Supplied passage ::
-------

Homeowners still paying their mortgage are on the brink of missing their monthly payments when they suddenly lose their jobs. Although mortgage interest rates have become favorable, borrowers who become unemployed could not possibly refinance their current mortgage simply because lenders will most likely not be able to verify that they have a stable source of income to repay the new loan. Their financial situation could be even more frustrating if borrowers don’t expect that they could land a job again anytime soon. Some struggling homeowners, however, may find loan modification a viable option to avoid foreclosure and keep their homes.
Important: The U.S. Department of Housing and Urban Development (HUD) and the Federal Housing Finance Agency (FHFA) recently suspended evictions and foreclosures to keep people safe from the COVID-19 pandemic. Troubled borrowers must immediately contact their servicer and ask what relief options suit their situation.
Loan modification makes monthly payments affordable
The main objective of a loan modification is to make monthly payments permanently affordable for homeowners suffering from financial hardships and eventually help them keep their homes. This is worth considering especially for unemployed borrowers who have started accepting freelance work or side gigs to augment their finances while continuously looking for stable employment.

-------

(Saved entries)
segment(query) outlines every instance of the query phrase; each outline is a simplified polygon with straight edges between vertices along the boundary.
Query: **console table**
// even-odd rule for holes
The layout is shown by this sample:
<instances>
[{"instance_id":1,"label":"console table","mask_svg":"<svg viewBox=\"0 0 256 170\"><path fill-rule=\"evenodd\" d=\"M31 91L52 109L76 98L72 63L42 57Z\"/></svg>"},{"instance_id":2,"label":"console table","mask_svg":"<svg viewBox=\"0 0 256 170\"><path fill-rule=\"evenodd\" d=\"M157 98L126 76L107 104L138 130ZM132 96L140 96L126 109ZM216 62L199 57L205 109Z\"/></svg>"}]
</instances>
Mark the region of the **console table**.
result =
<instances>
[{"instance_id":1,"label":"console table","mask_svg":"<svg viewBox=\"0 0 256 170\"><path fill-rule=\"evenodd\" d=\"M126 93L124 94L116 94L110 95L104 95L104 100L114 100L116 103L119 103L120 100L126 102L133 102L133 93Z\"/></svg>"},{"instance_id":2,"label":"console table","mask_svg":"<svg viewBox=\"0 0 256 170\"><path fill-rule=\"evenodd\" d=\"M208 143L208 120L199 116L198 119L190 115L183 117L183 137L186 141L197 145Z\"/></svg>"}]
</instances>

-------

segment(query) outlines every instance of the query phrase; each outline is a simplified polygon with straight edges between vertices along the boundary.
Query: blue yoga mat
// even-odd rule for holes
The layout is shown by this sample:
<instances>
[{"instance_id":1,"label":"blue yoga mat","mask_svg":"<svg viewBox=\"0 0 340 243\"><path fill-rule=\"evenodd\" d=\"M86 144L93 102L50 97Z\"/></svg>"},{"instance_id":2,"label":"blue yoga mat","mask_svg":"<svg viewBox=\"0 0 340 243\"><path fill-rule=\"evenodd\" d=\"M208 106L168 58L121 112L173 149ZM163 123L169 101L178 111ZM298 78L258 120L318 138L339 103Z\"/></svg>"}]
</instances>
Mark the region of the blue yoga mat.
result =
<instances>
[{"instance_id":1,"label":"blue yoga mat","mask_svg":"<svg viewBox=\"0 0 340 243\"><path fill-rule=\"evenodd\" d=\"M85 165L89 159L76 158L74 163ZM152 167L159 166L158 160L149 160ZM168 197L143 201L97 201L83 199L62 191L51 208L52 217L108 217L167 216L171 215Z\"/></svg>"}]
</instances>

-------

Task requirements ::
In the text on loan modification, what is named as the main objective of a loan modification?

Result for this exercise ::
To make monthly payments permanently affordable for homeowners suffering from financial hardships and eventually help them keep their homes.